Document section:
RaceVLA: VLA-based Racing Drone Navigation with Human-like Behaviour
Valerii Serpiva, Artem Lykov, Artyom Myshlyaev, Muhammad Haris Khan, Ali Alridha Abdulkarim, Oleg Sautenkov, Dzmitry Tsetserukou
TL;DR
RaceVLA introduces a VLA-based framework for autonomous drone racing that maps FPV visuals and natural language instructions directly to a 4D action signal $(V_x,V_y,V_z,\omega)$, enabling human-like, real-time decision making. Built on fine-tuning OpenVLA with a drone-specific dataset via LoRA adapters, RaceVLA runs at 4 Hz on a GPU-accelerated pipeline and operates within a ROS-enabled onboard/outboard architecture that includes OpenVINS localization. Experiments show RaceVLA outperforms RT-2 across visual, motion, physical, and semantic generalization and achieves strong motion and semantic generalization relative to OpenVLA, albeit with some drawbacks in visual and physical generalization due to dynamic drone vision. The results suggest RaceVLA offers robust, high-speed navigation capabilities for competitive drone racing, with ongoing work aimed at reducing inference time and expanding data diversity to further improve generalization in diverse environments.

Provided data:
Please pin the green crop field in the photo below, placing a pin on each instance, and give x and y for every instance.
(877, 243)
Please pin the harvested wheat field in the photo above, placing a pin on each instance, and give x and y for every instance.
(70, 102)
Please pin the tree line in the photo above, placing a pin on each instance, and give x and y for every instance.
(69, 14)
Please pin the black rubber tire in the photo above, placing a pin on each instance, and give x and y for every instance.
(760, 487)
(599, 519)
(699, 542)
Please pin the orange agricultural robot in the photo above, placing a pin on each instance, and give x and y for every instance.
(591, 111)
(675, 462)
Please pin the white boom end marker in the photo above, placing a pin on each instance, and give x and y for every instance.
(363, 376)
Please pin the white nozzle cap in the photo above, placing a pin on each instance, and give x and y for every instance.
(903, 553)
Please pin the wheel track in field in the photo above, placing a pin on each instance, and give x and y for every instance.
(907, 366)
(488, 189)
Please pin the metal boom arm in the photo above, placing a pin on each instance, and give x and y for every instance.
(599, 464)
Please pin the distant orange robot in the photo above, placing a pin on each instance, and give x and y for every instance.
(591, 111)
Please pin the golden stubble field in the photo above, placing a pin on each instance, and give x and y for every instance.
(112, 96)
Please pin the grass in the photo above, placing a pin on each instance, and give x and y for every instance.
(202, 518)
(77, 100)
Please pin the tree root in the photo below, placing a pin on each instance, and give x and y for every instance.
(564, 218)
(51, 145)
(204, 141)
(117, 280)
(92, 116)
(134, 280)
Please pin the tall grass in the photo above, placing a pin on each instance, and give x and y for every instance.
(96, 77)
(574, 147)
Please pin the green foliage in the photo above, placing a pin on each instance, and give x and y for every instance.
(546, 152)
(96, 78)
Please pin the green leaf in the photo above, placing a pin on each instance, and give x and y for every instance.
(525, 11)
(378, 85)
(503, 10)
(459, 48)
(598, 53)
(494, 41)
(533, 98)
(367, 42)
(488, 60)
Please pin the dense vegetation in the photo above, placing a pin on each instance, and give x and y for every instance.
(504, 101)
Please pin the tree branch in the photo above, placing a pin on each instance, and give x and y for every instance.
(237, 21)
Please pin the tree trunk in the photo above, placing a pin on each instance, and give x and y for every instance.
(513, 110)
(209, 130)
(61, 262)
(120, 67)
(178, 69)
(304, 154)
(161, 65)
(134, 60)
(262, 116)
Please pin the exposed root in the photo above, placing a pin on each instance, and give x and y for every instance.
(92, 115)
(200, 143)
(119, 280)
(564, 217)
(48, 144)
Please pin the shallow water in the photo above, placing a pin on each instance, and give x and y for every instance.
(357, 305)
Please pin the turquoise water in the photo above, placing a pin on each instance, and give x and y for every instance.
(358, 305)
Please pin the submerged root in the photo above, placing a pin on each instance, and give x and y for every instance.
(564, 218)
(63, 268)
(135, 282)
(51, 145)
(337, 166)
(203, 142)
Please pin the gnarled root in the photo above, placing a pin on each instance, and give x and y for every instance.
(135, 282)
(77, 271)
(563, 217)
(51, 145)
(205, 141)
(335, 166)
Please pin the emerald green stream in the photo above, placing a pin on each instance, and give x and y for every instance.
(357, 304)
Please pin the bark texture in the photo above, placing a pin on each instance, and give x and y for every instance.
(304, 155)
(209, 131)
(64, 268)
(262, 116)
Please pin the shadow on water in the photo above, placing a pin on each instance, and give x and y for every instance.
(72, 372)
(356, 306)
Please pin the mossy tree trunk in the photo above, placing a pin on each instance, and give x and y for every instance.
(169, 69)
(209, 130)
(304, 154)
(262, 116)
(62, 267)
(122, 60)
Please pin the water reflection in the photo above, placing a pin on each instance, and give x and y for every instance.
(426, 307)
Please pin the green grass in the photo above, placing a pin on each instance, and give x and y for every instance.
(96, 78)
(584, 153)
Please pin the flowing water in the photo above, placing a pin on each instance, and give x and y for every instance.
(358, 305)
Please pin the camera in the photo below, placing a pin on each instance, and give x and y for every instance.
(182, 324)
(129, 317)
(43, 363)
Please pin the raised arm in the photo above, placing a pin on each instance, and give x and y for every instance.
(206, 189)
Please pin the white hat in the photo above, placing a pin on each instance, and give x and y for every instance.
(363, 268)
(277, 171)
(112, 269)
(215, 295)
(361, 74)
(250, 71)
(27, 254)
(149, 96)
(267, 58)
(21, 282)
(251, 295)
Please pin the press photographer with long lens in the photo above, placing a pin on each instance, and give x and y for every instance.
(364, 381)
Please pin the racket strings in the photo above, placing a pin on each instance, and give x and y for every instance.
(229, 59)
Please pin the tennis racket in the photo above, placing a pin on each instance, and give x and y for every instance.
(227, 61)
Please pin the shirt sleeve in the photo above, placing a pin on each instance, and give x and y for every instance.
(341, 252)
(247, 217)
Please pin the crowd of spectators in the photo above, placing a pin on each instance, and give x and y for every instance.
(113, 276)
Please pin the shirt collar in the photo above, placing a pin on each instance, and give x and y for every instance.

Things to do:
**1)** Decide whether each statement agrees with the RaceVLA summary, answering yes or no and quoting the words that settle it: (a) RaceVLA runs at 4 Hz. (b) RaceVLA beats OpenVLA in visual generalization. (c) RaceVLA was built by fine-tuning RT-2.
**2)** Translate this sentence from the RaceVLA summary into Spanish: "The results suggest RaceVLA offers robust, high-speed navigation capabilities for competitive drone racing, with ongoing work aimed at reducing inference time and expanding data diversity to further improve generalization in diverse environments."
**3)** In the RaceVLA summary, what localization does the onboard/outboard architecture include?
The data are separate material from the RaceVLA summary.

Results:
**1)**
(a) Yes: "RaceVLA runs at 4 Hz on a GPU-accelerated pipeline"
(b) No: "albeit with some drawbacks in visual and physical generalization due to dynamic drone vision"
(c) No: "Built on fine-tuning OpenVLA with a drone-specific dataset via LoRA adapters"

**2)** Los resultados sugieren que RaceVLA ofrece capacidades de navegación robustas y de alta velocidad para las carreras competitivas de drones, con trabajo en curso orientado a reducir el tiempo de inferencia y ampliar la diversidad de datos para mejorar aún más la generalización en entornos diversos.

**3)** OpenVINS localization.